Rewrite the material below, changing every "whole pixels" to "integer pixels" and leaving everything else the same. Omit the pictures from your version.

══ Dataset extract ══

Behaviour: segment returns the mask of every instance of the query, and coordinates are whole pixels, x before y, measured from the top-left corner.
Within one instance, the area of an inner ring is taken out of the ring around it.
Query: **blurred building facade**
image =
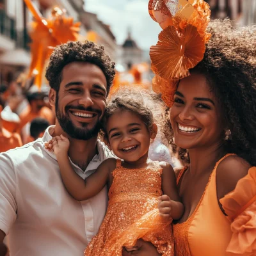
[[[29,65],[26,13],[23,0],[0,0],[0,83]]]
[[[86,11],[82,13],[81,21],[90,36],[94,38],[92,39],[98,44],[102,44],[109,56],[115,60],[118,46],[110,27],[100,20],[96,14]]]
[[[143,61],[144,52],[132,38],[131,31],[128,30],[127,37],[119,47],[118,63],[129,70],[134,64]]]
[[[74,21],[81,22],[80,34],[86,36],[92,30],[99,35],[97,43],[104,44],[115,59],[117,45],[110,28],[99,20],[97,15],[84,10],[84,0],[33,0],[43,17],[51,15],[52,8],[58,6],[67,10]],[[30,22],[31,13],[24,0],[0,0],[0,83],[8,83],[12,77],[28,68],[30,65]]]
[[[230,17],[239,26],[256,23],[256,0],[205,0],[212,12],[212,19]]]

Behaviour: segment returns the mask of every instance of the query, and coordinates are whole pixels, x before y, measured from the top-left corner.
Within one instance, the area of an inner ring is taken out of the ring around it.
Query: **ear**
[[[157,125],[154,123],[150,129],[150,139],[152,140],[155,139],[157,134]]]
[[[49,103],[52,107],[55,107],[56,97],[57,92],[55,90],[51,88],[49,92]]]

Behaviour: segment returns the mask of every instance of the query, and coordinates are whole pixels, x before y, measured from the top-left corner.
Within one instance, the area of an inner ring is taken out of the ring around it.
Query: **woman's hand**
[[[168,195],[163,195],[158,198],[158,209],[162,217],[171,217],[172,200]]]

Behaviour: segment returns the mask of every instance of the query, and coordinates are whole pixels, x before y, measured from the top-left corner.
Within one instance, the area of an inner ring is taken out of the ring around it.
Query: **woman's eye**
[[[96,94],[100,96],[105,96],[105,94],[103,94],[101,92],[98,92],[98,91],[94,92],[93,94]]]
[[[176,103],[184,103],[184,101],[180,98],[175,98],[174,102]]]
[[[207,109],[211,109],[211,107],[209,106],[208,105],[204,104],[202,104],[200,103],[196,105],[196,108],[206,108]]]

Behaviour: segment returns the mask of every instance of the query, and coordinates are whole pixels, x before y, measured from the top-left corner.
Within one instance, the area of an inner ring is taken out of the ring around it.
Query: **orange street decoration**
[[[35,77],[35,84],[40,88],[45,63],[54,47],[68,40],[78,40],[80,22],[65,17],[65,10],[58,7],[53,8],[50,19],[44,19],[31,0],[24,2],[34,17],[29,33],[32,60],[28,76]]]
[[[93,42],[93,43],[97,43],[99,40],[99,35],[93,30],[89,30],[86,34],[86,40],[88,41]]]
[[[163,29],[150,50],[153,90],[171,107],[179,80],[204,58],[211,11],[203,0],[150,0],[148,12]]]
[[[140,86],[142,89],[148,89],[150,83],[143,80],[143,76],[145,73],[148,72],[149,68],[148,63],[142,62],[133,65],[127,72],[116,70],[115,79],[109,91],[109,96],[115,94],[122,86]]]

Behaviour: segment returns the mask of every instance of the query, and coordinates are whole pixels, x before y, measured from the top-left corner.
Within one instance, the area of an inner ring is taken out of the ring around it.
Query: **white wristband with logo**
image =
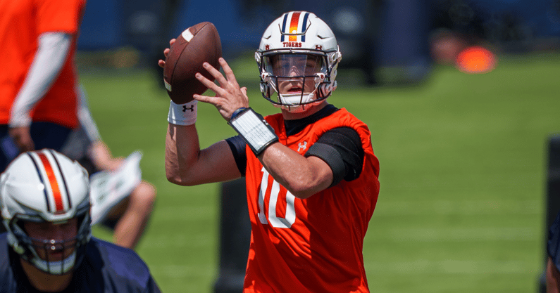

═══

→ **Result of the task**
Behaviour: segment returns the mask of every instance of the query, and coordinates are integer pixels, x before y, measured from the top-left corner.
Within one instance, the area of an inner ring is taken out of the ring around it.
Query: **blurred building facade**
image =
[[[29,65],[26,13],[23,0],[0,0],[0,83]]]
[[[86,11],[82,13],[81,21],[90,36],[94,38],[92,39],[98,44],[102,44],[109,56],[115,60],[118,46],[110,27],[100,20],[96,14]]]
[[[143,61],[144,52],[132,38],[131,31],[128,30],[127,37],[119,47],[118,63],[129,70],[134,64]]]
[[[74,21],[81,22],[80,34],[86,36],[92,30],[99,35],[97,43],[104,44],[115,59],[117,45],[110,28],[99,20],[97,15],[84,10],[84,0],[33,0],[43,17],[51,15],[52,8],[58,6],[67,10]],[[30,22],[31,13],[24,0],[0,0],[0,83],[8,83],[12,77],[28,68],[30,65]]]
[[[230,17],[239,26],[256,23],[256,0],[205,0],[212,12],[212,19]]]

Behaviour: segment returns the mask of every instance of the query, and coordinates are integer pixels, x before y, measured from the top-left corner.
Within one instance, the area of an inner ring is taken out of the ring around it.
Query: **ear**
[[[157,125],[154,123],[150,129],[150,139],[152,140],[155,139],[157,134]]]
[[[49,103],[52,107],[55,107],[56,97],[57,92],[55,90],[51,88],[49,92]]]

Behaviour: segment returns the mask of every instance of the query, and coordinates are integer pixels, x before y, measured from the top-left corner.
Within one instance, the area of an inner ring is taken out of the ring around it.
Query: **woman's hand**
[[[168,195],[163,195],[158,198],[158,209],[162,217],[171,217],[172,200]]]

Behaviour: segment returns the mask of every instance of the query, and coordinates are integer pixels, x before y, measured from the top-left corner.
Within one instance, the area of an inner ring is taken out of the ring around it.
Query: **woman's eye**
[[[96,94],[100,96],[105,96],[105,94],[103,94],[101,92],[98,92],[98,91],[94,92],[93,94]]]
[[[176,103],[184,103],[184,101],[180,98],[175,98],[174,102]]]
[[[207,109],[211,109],[211,107],[209,106],[208,105],[204,104],[202,104],[200,103],[196,105],[196,108],[206,108]]]

Behaviour: segment returns the mask of every instance of the query, and coordinates are integer pixels, x before y, measured from the top-left corner.
Within one instance, the area of an inner ring is taken out of the ring around it.
Query: **orange street decoration**
[[[35,77],[35,84],[40,88],[45,63],[54,47],[68,40],[78,40],[80,22],[65,17],[65,10],[58,7],[53,8],[50,19],[44,19],[31,0],[24,2],[34,17],[29,33],[32,60],[28,76]]]
[[[93,42],[93,43],[97,43],[99,40],[99,35],[93,30],[89,30],[86,34],[86,40],[88,41]]]
[[[163,29],[150,50],[153,90],[171,107],[179,80],[204,58],[211,11],[203,0],[150,0],[148,12]]]
[[[140,86],[142,89],[148,89],[150,83],[143,80],[143,76],[145,73],[148,72],[149,68],[148,63],[142,62],[133,65],[127,72],[116,70],[115,79],[109,91],[109,96],[115,94],[122,86]]]

Behaviour: segment returns the mask of every instance of the query, and coordinates are integer pixels, x before y, measured from the top-left corner.
Within one instance, the area of an inner ring is taken out of the ring around it.
Query: **white wristband with logo**
image =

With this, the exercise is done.